Extracted data:
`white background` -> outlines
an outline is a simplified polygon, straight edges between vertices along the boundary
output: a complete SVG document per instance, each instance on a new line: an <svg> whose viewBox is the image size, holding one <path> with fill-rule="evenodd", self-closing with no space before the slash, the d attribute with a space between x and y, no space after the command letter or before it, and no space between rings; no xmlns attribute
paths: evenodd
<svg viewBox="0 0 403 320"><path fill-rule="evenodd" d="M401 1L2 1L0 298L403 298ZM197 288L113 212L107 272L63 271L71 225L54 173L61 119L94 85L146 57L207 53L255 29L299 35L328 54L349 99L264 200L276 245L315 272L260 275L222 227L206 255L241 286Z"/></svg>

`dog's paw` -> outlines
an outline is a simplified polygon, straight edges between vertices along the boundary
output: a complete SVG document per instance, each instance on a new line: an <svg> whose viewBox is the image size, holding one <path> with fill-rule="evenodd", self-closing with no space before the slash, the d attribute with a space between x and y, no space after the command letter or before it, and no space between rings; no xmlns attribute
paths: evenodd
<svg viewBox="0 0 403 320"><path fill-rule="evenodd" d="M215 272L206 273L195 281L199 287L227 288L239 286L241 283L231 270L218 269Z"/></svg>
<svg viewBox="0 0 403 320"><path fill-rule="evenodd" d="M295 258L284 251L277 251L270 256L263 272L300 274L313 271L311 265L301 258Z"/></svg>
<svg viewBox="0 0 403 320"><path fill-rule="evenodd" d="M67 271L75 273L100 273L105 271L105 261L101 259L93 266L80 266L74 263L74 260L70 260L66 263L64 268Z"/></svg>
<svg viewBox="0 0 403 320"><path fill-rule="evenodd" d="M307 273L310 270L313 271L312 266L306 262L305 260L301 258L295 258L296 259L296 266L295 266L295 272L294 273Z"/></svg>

Your goal:
Copy each line above exactly as it stands.

Answer space:
`white background` -> outlines
an outline is a simplified polygon, straight edges between vertices along the boundary
output: a complete SVG document per instance, each instance on a new line: an <svg> whose viewBox is the image size, holding one <path> with fill-rule="evenodd", self-closing with no space before the slash, the d attribute with a space between x and y, no space after the command letter or before it, and no space between rings; no xmlns attribute
paths: evenodd
<svg viewBox="0 0 403 320"><path fill-rule="evenodd" d="M401 1L2 1L0 298L403 298ZM197 288L113 212L107 272L63 271L71 225L54 173L61 119L94 85L146 57L207 53L255 29L299 35L328 54L349 99L264 200L276 245L315 272L260 275L222 227L206 255L241 286Z"/></svg>

`dog's paw` -> outlines
an outline is a simplified polygon, straight edges between vertices along the boundary
output: a complete SVG document per instance, each instance on a new line: an <svg> whose viewBox is the image size, holding one <path> with fill-rule="evenodd", self-closing with no space before the slash, the d attribute with a space between x and y, no space after the command letter or before it, and no space between rings; no xmlns attribute
paths: evenodd
<svg viewBox="0 0 403 320"><path fill-rule="evenodd" d="M215 272L206 273L195 281L199 287L227 288L239 286L241 283L231 270L218 269Z"/></svg>
<svg viewBox="0 0 403 320"><path fill-rule="evenodd" d="M295 258L284 251L277 251L270 256L263 272L300 274L313 271L311 265L301 258Z"/></svg>
<svg viewBox="0 0 403 320"><path fill-rule="evenodd" d="M67 271L75 273L100 273L105 271L105 261L101 259L93 266L80 266L74 263L74 260L70 260L66 263L64 268Z"/></svg>
<svg viewBox="0 0 403 320"><path fill-rule="evenodd" d="M307 273L310 270L313 271L312 266L306 262L305 260L301 258L295 258L296 259L296 266L295 266L295 272L294 273Z"/></svg>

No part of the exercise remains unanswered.